*JOB:* In full and without alteration, repeat the material.

*INFORMATION PROVIDED:*
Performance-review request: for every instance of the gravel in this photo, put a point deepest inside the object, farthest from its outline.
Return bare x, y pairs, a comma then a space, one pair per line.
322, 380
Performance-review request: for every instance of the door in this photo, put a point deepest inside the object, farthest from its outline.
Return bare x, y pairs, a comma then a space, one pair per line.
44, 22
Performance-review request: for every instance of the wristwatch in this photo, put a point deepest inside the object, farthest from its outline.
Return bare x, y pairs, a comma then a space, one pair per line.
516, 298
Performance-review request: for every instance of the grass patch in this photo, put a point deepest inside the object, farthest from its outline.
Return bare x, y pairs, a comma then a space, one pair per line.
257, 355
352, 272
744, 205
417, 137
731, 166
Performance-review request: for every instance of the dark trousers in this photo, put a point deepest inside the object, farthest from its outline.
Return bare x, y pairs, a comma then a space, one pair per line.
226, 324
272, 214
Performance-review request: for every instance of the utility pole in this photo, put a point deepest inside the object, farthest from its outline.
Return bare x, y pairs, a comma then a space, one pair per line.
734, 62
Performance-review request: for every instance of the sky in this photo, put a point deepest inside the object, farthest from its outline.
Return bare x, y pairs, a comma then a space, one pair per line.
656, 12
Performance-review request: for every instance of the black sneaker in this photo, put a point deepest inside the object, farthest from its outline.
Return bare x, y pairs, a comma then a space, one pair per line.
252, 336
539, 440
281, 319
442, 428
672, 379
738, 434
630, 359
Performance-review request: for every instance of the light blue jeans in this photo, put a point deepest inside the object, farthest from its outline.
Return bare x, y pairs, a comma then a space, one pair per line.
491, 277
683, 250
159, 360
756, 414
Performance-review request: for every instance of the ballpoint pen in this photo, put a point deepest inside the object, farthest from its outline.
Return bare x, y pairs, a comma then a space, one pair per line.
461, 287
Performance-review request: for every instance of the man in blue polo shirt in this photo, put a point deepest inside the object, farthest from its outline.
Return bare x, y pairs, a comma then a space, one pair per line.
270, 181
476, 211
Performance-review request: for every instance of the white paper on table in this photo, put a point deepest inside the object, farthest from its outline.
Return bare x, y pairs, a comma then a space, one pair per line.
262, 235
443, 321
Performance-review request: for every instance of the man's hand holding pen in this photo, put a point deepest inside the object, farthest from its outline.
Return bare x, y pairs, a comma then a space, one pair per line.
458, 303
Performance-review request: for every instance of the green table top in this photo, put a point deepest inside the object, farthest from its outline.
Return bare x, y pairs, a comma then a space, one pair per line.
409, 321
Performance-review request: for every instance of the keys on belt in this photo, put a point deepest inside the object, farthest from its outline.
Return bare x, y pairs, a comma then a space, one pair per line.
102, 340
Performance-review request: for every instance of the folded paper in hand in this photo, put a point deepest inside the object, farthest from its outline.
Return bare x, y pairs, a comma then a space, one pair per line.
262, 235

*EXPECTED ANSWER:*
Performance-review request: for every instance of the gravel in this photo, put a point deepest inside the object, farthest from its outline.
Return bare x, y pairs, a comma then a space, one pair per line.
322, 380
Performance-review request: for every instance of the door in this photo, put a point deepest inside the object, farthest from its outline.
Return bare x, y pairs, a comma then a space, one pair per line.
44, 22
Performance-review request: for every instance of the wristwatch in this photo, put a point deepest inside the object, farthest from its outline.
Return bare x, y pairs, a comma then a space, one pair per line.
516, 298
Performance-review request: for every instance of the grass patch in this photo, put a point deepest inside the object, farthest from its outline.
Return bare x, y pairs, a comma then a space, one pair per line.
257, 355
352, 272
744, 205
417, 137
731, 166
Performance-review request: for every instance of the dark trousers in this photo, put a point deepest inside the object, farthest from its outline.
Return bare x, y pairs, a comma then a space, one pair per line.
226, 324
272, 214
Performance-review request: for every instance of the utility pole in this photo, put a point deepest inside the object, farthest from its outline.
Return bare x, y pairs, a comma then a space, one pair per line.
734, 62
Performance-review request: for every instance of the sky in this photo, put a point deepest inside the object, farthest from its outline.
Return bare x, y pairs, a comma then a space, one pair per line.
656, 12
Performance-review request: for every instance of the black sneaker in this photo, put a point deepest inside the object, farthest from its outline.
Return bare x, y pairs, a comma then a space, one pair per line.
252, 336
539, 440
281, 319
442, 428
672, 379
738, 434
630, 359
Performance-review request: for every instance of the light blue jeans in this photo, put a point deepest inside the object, farthest from its outline.
Return bare x, y pairs, a comma then a space, one pair per line.
491, 277
683, 250
159, 360
756, 414
Performance-review request: for every instance of the ballpoint pen in this photo, put a point deepest inside the object, farthest from its outline.
Return bare x, y pairs, a comma then a space, one pair per line.
461, 287
Performance-review request: for every instance of the man in blue polo shirt in this photo, put a point deepest inside the object, farthest from its outline.
Return bare x, y pairs, a comma then a space, one pair per line.
270, 181
476, 211
Performance-review request: for every instance of the white paper on table in this photo, put a point deepest inside the object, farthest from its outline.
Return bare x, y pairs, a comma then a space, one pair per line.
262, 235
443, 321
Performance-review request: for every instance of the man's hand holding pen in this photo, put a point deepest inside the object, farthest from its outline.
Return bare x, y pairs, a comma then a space, one pair per line.
458, 303
Performance-review request: for every instance of the green table top in this photo, put a point deepest inside the object, farthest from its outline.
Return bare x, y pairs, a comma then a space, one pair per line.
409, 321
Performance-review request: for every instance of the keys on belt in this photo, put a point deepest inside the object, farthest from its outline.
Return bare x, y pairs, a comma then a space, one pair per line.
102, 340
Performance-review request: for every instance of the folded paper in hand in this photo, put a point deepest inside the object, farthest from its outline.
Return bare x, y pairs, a comma then a space, one pair per line.
262, 235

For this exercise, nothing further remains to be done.